Read CSV File

0.0.201

The Read CSV File component allows you to read CSV files from Object Storage Service (OSS), HTTP, and Hadoop Distributed File System (HDFS) data sources. This topic describes how to configure the Read CSV File component.

Limits

If you configure the Read CSV File component in the Machine Learning Platform for AI (PAI) console, only the computing resources of MaxCompute, Realtime Compute for Apache Flink, or Deep Learning Containers (DLC) are supported.
If you configure the Read CSV File component by using the PyAlink Script component, you must use the PyAlink Script component to call code. For more information, see PyAlink Script.

Prerequisites

(Optional) PAI is authorized to access OSS. For more information, see Grant the permissions that are required to use Machine Learning Designer.
Note
You must perform the authorization if you select OSS for fileSource.
The Default Resource Preferred by Alink or FlinkML parameter on the Pipeline Attributes tab is configured. When you run components subsequently, the system automatically uses the resource type that you configured for this parameter.

Configure the Read CSV File component

You can configure the Read CSV File component by using one of the following methods:

Method 1: PAI console

The following table describes the parameters that you must configure on the Visualized Modeling (Designer) page.

Supplied information:
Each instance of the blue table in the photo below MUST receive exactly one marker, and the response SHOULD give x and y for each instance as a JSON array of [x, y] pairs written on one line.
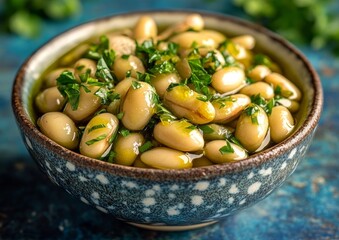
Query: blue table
[[31, 207]]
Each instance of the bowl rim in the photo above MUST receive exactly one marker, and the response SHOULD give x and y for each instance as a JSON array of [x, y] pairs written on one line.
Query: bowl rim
[[254, 160]]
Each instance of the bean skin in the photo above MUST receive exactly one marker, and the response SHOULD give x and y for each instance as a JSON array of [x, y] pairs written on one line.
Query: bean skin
[[166, 158], [126, 148], [98, 134], [230, 107], [246, 41], [60, 128], [122, 66], [180, 135], [259, 72], [138, 106], [251, 130], [212, 152], [145, 28], [287, 88], [281, 123], [50, 100], [263, 89], [162, 81], [228, 79], [184, 102], [88, 105]]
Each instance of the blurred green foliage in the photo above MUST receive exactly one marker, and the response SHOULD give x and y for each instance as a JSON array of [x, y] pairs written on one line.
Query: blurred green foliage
[[25, 17], [315, 22]]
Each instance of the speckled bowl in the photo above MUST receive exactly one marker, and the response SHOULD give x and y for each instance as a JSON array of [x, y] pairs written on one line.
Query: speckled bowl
[[171, 199]]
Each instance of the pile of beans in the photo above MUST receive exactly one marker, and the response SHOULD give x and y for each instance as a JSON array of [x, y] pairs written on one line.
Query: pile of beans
[[184, 97]]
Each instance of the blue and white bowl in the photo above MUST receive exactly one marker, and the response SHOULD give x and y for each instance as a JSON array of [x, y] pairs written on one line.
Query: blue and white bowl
[[170, 199]]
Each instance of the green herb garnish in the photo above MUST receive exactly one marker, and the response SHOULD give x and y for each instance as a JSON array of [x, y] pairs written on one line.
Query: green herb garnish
[[136, 85], [69, 87]]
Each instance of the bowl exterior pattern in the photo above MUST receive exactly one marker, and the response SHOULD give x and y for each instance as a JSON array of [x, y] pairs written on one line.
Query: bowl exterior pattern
[[173, 203]]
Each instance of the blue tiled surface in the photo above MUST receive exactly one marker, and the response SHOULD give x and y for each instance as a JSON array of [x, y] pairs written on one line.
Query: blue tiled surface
[[31, 207]]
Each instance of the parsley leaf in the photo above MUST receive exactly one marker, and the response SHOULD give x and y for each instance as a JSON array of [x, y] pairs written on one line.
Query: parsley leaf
[[69, 87], [199, 77], [96, 127]]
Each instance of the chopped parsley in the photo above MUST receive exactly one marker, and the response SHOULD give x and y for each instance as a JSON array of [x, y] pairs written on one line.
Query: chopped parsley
[[200, 78]]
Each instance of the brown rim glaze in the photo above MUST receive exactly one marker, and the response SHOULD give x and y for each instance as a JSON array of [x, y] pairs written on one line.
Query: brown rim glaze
[[189, 174]]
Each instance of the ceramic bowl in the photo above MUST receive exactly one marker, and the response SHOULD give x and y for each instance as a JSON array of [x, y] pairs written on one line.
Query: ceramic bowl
[[169, 199]]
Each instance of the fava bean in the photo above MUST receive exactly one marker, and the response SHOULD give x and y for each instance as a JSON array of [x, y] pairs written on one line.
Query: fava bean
[[246, 41], [202, 162], [127, 64], [88, 104], [138, 163], [286, 87], [258, 88], [50, 80], [214, 151], [145, 28], [121, 88], [180, 135], [60, 128], [183, 68], [230, 107], [259, 72], [162, 81], [122, 45], [138, 106], [192, 21], [84, 66], [228, 80], [166, 158], [291, 105], [50, 100], [98, 135], [214, 131], [281, 123], [252, 127], [207, 38], [184, 102], [126, 148]]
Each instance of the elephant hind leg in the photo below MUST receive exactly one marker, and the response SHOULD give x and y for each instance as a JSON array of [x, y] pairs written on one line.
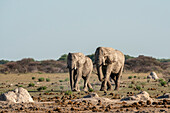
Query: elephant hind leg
[[87, 84]]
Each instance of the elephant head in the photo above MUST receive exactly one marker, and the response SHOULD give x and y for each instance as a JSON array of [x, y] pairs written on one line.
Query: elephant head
[[103, 57], [74, 62]]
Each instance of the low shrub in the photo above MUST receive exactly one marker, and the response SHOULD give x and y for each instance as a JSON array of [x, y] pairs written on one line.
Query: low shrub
[[81, 87], [130, 77], [133, 82], [61, 87], [163, 83], [91, 90], [68, 92], [20, 86], [41, 79], [47, 80], [138, 87], [130, 86], [61, 80], [161, 80], [31, 85], [41, 88], [143, 83], [67, 79]]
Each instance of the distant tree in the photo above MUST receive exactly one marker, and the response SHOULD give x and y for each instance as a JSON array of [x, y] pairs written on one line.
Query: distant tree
[[63, 58], [128, 57], [164, 60], [3, 61], [91, 57]]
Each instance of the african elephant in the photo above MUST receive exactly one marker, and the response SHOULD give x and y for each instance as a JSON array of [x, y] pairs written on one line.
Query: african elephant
[[110, 63], [79, 66]]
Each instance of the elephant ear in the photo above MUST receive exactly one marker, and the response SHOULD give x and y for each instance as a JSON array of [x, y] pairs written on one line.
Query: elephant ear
[[81, 59]]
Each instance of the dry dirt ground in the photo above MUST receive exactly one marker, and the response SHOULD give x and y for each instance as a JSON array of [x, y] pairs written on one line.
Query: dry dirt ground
[[56, 97]]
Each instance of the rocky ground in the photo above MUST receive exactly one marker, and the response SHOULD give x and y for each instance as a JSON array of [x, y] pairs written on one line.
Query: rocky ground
[[55, 98], [90, 103]]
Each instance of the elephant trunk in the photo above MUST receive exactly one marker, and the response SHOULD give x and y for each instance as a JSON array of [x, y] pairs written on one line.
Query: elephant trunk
[[100, 73], [71, 77]]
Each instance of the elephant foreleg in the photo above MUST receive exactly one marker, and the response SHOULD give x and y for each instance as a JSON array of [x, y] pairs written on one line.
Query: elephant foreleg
[[106, 81], [77, 79], [117, 84], [86, 82]]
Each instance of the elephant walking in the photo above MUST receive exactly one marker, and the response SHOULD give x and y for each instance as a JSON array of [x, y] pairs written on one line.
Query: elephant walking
[[79, 66], [109, 63]]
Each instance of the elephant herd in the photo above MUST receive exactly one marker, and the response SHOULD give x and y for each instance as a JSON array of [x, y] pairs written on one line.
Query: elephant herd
[[109, 64]]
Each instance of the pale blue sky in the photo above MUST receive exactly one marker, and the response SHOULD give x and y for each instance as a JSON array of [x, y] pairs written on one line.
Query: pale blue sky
[[46, 29]]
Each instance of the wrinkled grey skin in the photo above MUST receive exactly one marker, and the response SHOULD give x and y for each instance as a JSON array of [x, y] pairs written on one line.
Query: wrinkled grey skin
[[79, 66], [109, 64]]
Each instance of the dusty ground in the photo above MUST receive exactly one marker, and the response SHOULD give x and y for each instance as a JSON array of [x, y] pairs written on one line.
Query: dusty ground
[[55, 98]]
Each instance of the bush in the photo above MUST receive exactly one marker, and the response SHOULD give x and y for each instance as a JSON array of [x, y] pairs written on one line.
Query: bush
[[47, 80], [61, 80], [33, 78], [133, 82], [67, 79], [130, 77], [81, 87], [41, 79], [31, 85], [20, 86], [130, 86], [41, 88], [143, 83], [163, 83], [91, 90], [68, 92], [161, 80], [138, 87], [61, 87]]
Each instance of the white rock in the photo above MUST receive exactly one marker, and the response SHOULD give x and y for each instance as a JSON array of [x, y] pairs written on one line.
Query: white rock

Directives:
**A)** According to the Read CSV File page above, from which data sources can the component read CSV files?
**B)** Output the part of the Read CSV File page above between "If you configure the Read CSV File component by" and "see PyAlink Script.", inclusive.
**C)** Do these statements agree with the Read CSV File page above? (i) Selecting OSS for fileSource requires the authorization step. (ii) In the PAI console, the component runs on any type of computing resource. (iii) The Default Resource Preferred by Alink or FlinkML parameter is found on the Pipeline Attributes tab. Answer yes or no for each and quote the words from the page that decide it.

Solutions to the problems:
**A)** Object Storage Service (OSS), HTTP, and Hadoop Distributed File System (HDFS).

**B)**
If you configure the Read CSV File component by using the PyAlink Script component, you must use the PyAlink Script component to call code. For more information, see PyAlink Script.

**C)**
(i) Yes: "You must perform the authorization if you select OSS for fileSource."
(ii) No: "only the computing resources of MaxCompute, Realtime Compute for Apache Flink, or Deep Learning Containers (DLC) are supported."
(iii) Yes: "The Default Resource Preferred by Alink or FlinkML parameter on the Pipeline Attributes tab is configured."